-- Opening Marker --

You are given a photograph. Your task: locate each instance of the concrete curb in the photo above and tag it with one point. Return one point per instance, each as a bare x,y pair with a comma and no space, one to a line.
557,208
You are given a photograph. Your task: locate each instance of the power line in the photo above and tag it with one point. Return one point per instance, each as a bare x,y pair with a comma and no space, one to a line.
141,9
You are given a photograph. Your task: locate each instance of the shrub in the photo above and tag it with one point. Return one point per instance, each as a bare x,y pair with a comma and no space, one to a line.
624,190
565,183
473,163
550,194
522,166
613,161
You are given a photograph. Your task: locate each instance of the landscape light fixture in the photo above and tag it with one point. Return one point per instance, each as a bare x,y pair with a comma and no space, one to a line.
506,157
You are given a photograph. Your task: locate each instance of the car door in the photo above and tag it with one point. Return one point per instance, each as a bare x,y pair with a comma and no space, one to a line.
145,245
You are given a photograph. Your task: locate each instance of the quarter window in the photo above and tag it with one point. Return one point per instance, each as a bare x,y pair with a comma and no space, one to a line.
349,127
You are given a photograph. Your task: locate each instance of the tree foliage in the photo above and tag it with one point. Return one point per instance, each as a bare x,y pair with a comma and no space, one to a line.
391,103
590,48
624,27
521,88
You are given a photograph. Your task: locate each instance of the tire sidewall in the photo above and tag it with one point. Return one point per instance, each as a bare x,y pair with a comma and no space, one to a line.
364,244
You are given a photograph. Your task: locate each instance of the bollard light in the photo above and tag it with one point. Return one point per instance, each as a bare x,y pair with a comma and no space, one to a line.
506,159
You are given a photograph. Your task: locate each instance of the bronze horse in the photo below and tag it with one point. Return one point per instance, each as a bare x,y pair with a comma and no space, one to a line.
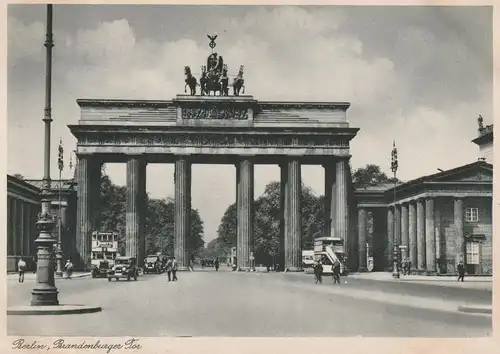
190,81
239,83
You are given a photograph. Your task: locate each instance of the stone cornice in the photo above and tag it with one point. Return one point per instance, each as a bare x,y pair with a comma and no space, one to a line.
181,99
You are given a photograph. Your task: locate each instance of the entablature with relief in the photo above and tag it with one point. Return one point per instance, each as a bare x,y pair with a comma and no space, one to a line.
207,139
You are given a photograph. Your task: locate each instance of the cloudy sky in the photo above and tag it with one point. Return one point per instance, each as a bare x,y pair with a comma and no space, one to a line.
419,75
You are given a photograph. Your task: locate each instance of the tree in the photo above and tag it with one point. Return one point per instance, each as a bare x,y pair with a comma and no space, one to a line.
159,220
267,222
370,175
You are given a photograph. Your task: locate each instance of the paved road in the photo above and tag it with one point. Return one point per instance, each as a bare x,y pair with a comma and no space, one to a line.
234,304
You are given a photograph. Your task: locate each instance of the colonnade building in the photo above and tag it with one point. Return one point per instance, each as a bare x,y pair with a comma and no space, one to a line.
435,220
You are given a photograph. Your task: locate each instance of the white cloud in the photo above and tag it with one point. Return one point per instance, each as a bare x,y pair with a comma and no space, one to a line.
288,53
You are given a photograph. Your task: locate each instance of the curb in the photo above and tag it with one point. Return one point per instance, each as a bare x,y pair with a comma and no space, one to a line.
52,310
476,309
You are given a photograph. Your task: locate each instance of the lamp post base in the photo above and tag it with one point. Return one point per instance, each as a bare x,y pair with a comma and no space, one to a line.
59,260
44,297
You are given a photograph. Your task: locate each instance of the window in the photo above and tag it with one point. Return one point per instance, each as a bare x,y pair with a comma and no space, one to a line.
473,252
471,215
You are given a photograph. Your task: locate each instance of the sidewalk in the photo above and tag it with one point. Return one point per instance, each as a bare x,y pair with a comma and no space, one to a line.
30,276
483,283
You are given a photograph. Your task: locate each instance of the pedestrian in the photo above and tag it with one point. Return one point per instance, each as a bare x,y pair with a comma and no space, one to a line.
216,264
69,268
461,271
336,272
169,269
174,269
21,267
34,264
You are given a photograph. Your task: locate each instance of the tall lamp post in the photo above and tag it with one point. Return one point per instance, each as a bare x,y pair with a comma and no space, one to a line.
59,255
394,168
45,292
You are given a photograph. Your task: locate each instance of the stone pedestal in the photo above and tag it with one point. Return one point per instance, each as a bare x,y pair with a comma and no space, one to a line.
245,175
412,226
136,209
362,218
430,236
182,211
421,252
293,218
330,198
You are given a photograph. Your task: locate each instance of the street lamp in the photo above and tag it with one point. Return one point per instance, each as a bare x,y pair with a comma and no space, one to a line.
59,255
394,168
45,292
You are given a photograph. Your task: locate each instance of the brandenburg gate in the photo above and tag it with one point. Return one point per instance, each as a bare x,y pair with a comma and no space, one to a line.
213,129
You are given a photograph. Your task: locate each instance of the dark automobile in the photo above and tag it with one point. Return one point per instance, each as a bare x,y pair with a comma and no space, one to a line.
100,270
153,264
125,267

-- Closing Marker --

Give back each of the records above word for word, apart from the pictures.

You are given a photograph. Your task: locate each instance of the concrete curb in the photo above and tag it with one point. Return one point per instance, each as a bare x,y pair with a comma and no space, one to a line.
557,208
You are given a photograph. Your task: locate each instance of the power line in the photo above and tag it with one point. Return one point per instance, each as a bare x,y pair with a comma and no space, one to a line.
141,9
You are given a photograph. Your task: locate each instance of the shrub in the photo above and tag it with one point. Return one point per instance, each as a bare x,y pair with a comma and no space, one to a line.
624,190
565,183
473,163
550,194
522,166
613,161
You are given a photograph. Your task: locate each instance of the landscape light fixture in the photo above and tag it with one point. Return one point per instance, each as a bare x,y pair with a comma and no space, one to a line.
506,157
You are given a photograph. Your task: locate each instance of the car door in the photo above and tag it with one point. Return one point per instance, each as a bare x,y pair with a comma and no space, one to a line.
145,245
You are given a photograph. Your task: locate each instance of the quarter window in the photo above and tag it with one point. Return one point per instance, each as a bare x,y pair with a comma and no space, one to a line.
349,127
You are given a photograph. Your task: locate each instance of the tree foliage in the photo above and tag it with one point. Return one point per instance, each as a bare x,y pair with a comma and no space, one to a line.
391,103
590,48
624,27
521,88
You are given a photograph. Your task: locate each instance of the tire sidewall in the photo above and tag it with one point. Return one point per instance, each as a bare x,y pair with a comma and no space, one to a line.
364,244
You are given a photograph. Your task: locate each instance of the bollard light in the photo above and tag it with one point. Return one point per instance, each as a bare x,y pair with a comma and no space, one to a line.
506,159
You are given a photograph. Your task: locate each instance of the bronze horse in the photo below and tag it with one point. Return one point per instance, each as a bare x,y pair with a comma and no space, one to a line.
190,81
239,83
You are given a photograph. Your task: locate each instance of the stone cornice in the photo above and tag it with one point. Return one point per instance, each as a bare x,y pair with a comma and no space, one to a line.
181,99
You are given a photograph. Your task: locate each instance of the entablature with relief in the photo above and tag it with one point. Return one point per instance, each as a bare x,y pair with a comma and no space, one to a line.
207,139
You are given a photograph. Your task: locate each instance of the cloudy sky in the photo above and tag it with one point. Return one point per instance, each as a bare x,y pair with a comma and no space, one to a line.
419,75
You are given a photograph. Your task: locate each instance of the tree in the photo above and tag it with one point. Return one point per instance, each as a bare x,y pair with a comma and no space, one to a line.
159,220
267,222
370,175
You are given a photograph. Your task: locate each instance of the paved road in the photo above and tag it with one point. Return one point per instance, each as a bare x,y pair with a comma and no space, one to a line.
234,304
You are given a photograph. Your task: locate each instance of the colonnade building in the photo above and tag it with one point. Return one point per instance, each as a bare x,y pair with a comma and no space, one to a line.
435,220
You are given a photograph. Your task: locate each instance of the white cloud in the photo above and tag it with one point. Return one point per instance, each as a bare x,y pair with a comma and no space, one to a line.
288,53
You are given a photograph. Your task: locate each instance of the curb in the photo above and tag it with one point. Return one point per instance, each as a bare x,y pair with a comma and no space, one to a line.
52,310
476,309
You are given a photograph. Your task: locate each instance of the lamp post base in the photo above and tag it with one point. Return one point per instance, each as a bare x,y pair with a comma and no space, one to a line.
59,260
44,297
You are given a photograph. Your task: locate each instance of the window in the photo above and tag it with one point. Return one point per instance, each as a bare x,y pair with a comma and no space, one to a line.
473,252
471,215
You are given a photograph. Your task: locate each instance of the sidewalk in the photo above and tag it with one point. Return one point per instance, each as a bare x,y pair with a comma and no space, one to a line.
30,276
483,283
You are given a photograph. Your task: locate each instance of the pedestrian in the photo above and tag it with one point. Return one point per instance, each as a bare x,y pair with a comma and no space, one to a line.
216,264
69,268
461,271
336,272
169,269
174,269
21,267
34,264
You are given a photograph. Your task: locate each instance of the tall lamp post in the photo above and tag it with one point. Return one point per instance, each as a bare x,y pair with a comma and no space, one to a line.
59,255
394,168
45,292
You are given a photograph. Your task: locate each instance of the stone pedestal in the photo above and tag it with one point. Return one point per instance, each as a bare x,y pair with a comma and no space, one to a line.
245,175
412,226
136,209
362,218
430,236
182,211
421,252
293,218
330,198
You are given a photograph. Your task: locate each instance of the street lamp in the photo above and tag it with one point. Return one point per instance, each as a bare x,y pair with a comma and no space, one to a line.
59,255
394,168
45,292
You are given a photograph. Your task: locate each instance of the brandenburg gate in the photo above and tag it with one point. Return one point per instance, each as a bare x,y pair with a comma and no space, one to a line.
213,129
You are given a photograph. Your task: locate each instance of the dark automobile in the photo above and tag it with one point. Return one point per instance, each as a bare x,y pair with a comma and no space, one to a line.
100,270
153,264
125,267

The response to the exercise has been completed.